# PROVIDED DATA

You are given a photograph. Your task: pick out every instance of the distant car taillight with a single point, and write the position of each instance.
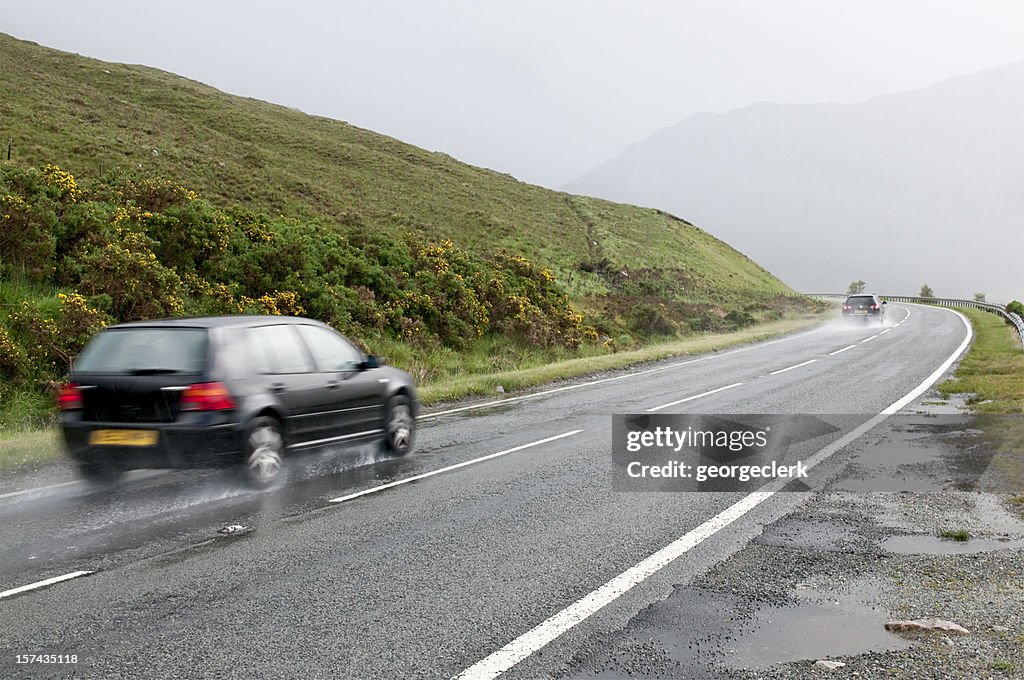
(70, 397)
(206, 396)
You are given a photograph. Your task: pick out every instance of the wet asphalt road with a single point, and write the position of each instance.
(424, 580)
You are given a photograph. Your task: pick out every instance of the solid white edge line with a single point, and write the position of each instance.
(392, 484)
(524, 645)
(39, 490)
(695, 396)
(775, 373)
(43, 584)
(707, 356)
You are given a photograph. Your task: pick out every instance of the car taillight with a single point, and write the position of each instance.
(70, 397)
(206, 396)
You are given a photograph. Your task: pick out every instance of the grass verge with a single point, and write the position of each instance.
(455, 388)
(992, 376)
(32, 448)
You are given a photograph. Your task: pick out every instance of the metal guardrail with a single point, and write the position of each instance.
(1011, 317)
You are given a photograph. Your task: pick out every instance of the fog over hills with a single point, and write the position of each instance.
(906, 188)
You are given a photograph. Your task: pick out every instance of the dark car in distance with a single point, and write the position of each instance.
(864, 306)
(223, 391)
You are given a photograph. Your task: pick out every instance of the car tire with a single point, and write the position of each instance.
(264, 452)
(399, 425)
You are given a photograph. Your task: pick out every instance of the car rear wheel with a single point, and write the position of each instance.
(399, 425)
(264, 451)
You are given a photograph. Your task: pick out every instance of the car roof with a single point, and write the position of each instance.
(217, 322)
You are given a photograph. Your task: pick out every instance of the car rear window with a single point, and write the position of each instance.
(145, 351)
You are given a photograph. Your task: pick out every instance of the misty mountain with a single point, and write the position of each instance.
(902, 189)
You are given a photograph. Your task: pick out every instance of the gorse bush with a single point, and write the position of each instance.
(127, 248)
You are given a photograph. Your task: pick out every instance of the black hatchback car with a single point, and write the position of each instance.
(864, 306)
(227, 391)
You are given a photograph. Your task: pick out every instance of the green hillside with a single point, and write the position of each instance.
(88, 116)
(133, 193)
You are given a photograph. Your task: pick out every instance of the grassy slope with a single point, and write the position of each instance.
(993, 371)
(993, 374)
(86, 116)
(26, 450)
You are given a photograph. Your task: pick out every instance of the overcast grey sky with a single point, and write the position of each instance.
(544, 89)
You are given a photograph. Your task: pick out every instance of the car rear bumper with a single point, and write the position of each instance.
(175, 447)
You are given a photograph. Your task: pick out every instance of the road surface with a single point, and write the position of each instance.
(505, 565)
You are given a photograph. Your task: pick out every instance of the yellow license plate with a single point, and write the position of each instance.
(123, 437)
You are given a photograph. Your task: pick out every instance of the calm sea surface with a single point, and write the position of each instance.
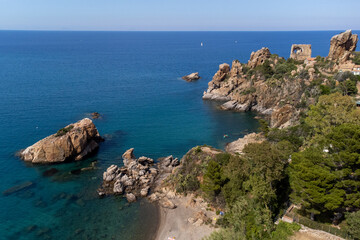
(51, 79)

# TASK INSTRUCTIONS
The records above must be printed exactly; the pictures stay out.

# YOUR RESPONSE
You are given a photograph. Your task: pick out every instance of the distant car taillight with a single point, and write the position of each instance.
(70, 397)
(206, 396)
You are given a photograph. Your task: pick out every instance of the wet asphalt road with a single point, and write the position of each instance.
(424, 580)
You are given a photograph. Your task: pick out every instance of the solid white edge line with a single point, and write the position of each instance.
(392, 484)
(524, 645)
(39, 490)
(695, 396)
(775, 373)
(43, 584)
(707, 356)
You are given a photograph. Your task: pick out every instance of the car taillight with a single point, and write the position of each instance.
(70, 397)
(206, 396)
You are given a photograph. Your task: pick out every instance of the grass verge with a single point, and write the position of each instance.
(455, 388)
(992, 376)
(32, 448)
You are given a photograph. Your task: pick out every instance of the metal guardrail with a single point, and write the position of each instance.
(1011, 317)
You are given a photograph. Your task: pick out every instance of the fog over hills with a single point, and write the position of each instance.
(906, 188)
You are given a photograph. Your task: pick out every instance of the dark car in distance with a single point, and write the position of each instance.
(864, 306)
(223, 391)
You are given a photograph. Your task: pick out every instance of the car tire with a single point, and write the position of each instance.
(264, 452)
(399, 425)
You are given a photograph. Your task: pick out every instance of the car rear wheel with a single point, and write the position of each instance.
(399, 425)
(264, 451)
You are given a photograph. Your task: pick out every instance of the car roof with a single point, and write the position of each instance.
(217, 322)
You are given a photograph. Your task: pick out every instance of the car rear window with a single point, and write the position of each instance.
(145, 351)
You are given a photograph. Your task: pick out every instance of the misty mountain with a single point, and write the position of each instance.
(902, 189)
You are given a photograph. Your task: pick out every instance of the gorse bush with a single point, and write the position of each instance.
(127, 248)
You are given a photograph. Your task: pick out every instance of the black hatchback car with a single point, and write the position of each instance.
(864, 306)
(227, 391)
You are given a photograph. Your task: pick out every instance of the green hillside with a single point, and write the position of each instance.
(88, 116)
(133, 193)
You are given a photograph. Your task: pick out every instance of the grassy slope with a single point, and write the position of each instance.
(993, 371)
(993, 374)
(86, 116)
(26, 450)
You are given a photograph. Your task: pick out every instance of the overcast grey sky with a single point, and write the position of each instance.
(544, 89)
You are given a photograph. Your task: pick out every instance of the car rear bumper with a single point, and write the position of each instance.
(175, 447)
You are given a photograph. Your task: pick out every instance of the road surface with a single point, and write the position of each instance.
(505, 565)
You are given a photograph. Your task: pick out every instance of the yellow license plate with a single point, and write the position of each instance.
(123, 437)
You are given a photograph. Your task: pick out every instance of the calm sea surface with a single point, and write the position of each instance.
(51, 79)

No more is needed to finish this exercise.